**Text segment**
+++++
Reading “Identity and Capitalism” by Marie Moran (1)

This book by Marie Moran (SAGE Publications, 2015), is a notable contribution to the study of “identity” under capitalism, but also a great foundation to consider how the economic, social and political contexts have been determining the business and technical aspects of “Identity Management.”

Marie Moran, a lecturer at the UCD School of Social Justice, Dublin, builds her argument very thoroughly from the start, conscious of the debates and ideological fog which have so far confused the matter: .

“Even theorists who assert the socially constructed, inessential nature of personal and social identity nonetheless assume that the search for identity, or the collective or individual attempt to build, consolidate, mark or construct an identity – however ‘fluid’, ‘negotiated’ or even ‘fictive’ that identity might be – is a human or social capacity, that pre-existed our extensive current reflection on what exactly an ‘identity’ is. This assumption is not just academic. While writing this book, I was regularly met with the confident assertion that, while individual identities may change, ‘get lost’, or enter crisis, this fundamental sense of self – this capacity to ‘have an identity’ – is a constitutive and defining feature of personhood.” (Page 3, SAGE Publications, Kindle Edition)

This aspect –underlined by Moran–has been also evident in all discussions of “identity” as related to Information Security and Technology. In these areas, the notion of “identity” is taken as a given, as something pre-existing to the current state of affairs, independent of its relatively recent technological implementation. As the idea of “identity” stays unquestioned, the technological and business discourses remain limited to those implementations, and are incapable of even perceiving when and where Identity became a problem in itself.
+++++
**Exercise requirements**
1. Retype the part of the review starting with "This book by" and going on through "the matter: .".
2. According to the review, where is Marie Moran a lecturer?
The listing that comes next is separate material and has no connection to the review.

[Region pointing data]
+++++
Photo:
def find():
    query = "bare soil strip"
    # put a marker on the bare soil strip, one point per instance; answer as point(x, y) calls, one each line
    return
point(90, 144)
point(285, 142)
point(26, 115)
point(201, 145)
+++++
**Results of the tasks**
1.
This book by Marie Moran (SAGE Publications, 2015), is a notable contribution to the study of “identity” under capitalism, but also a great foundation to consider how the economic, social and political contexts have been determining the business and technical aspects of “Identity Management.”

Marie Moran, a lecturer at the UCD School of Social Justice, Dublin, builds her argument very thoroughly from the start, conscious of the debates and ideological fog which have so far confused the matter: .

2. At the UCD School of Social Justice, Dublin.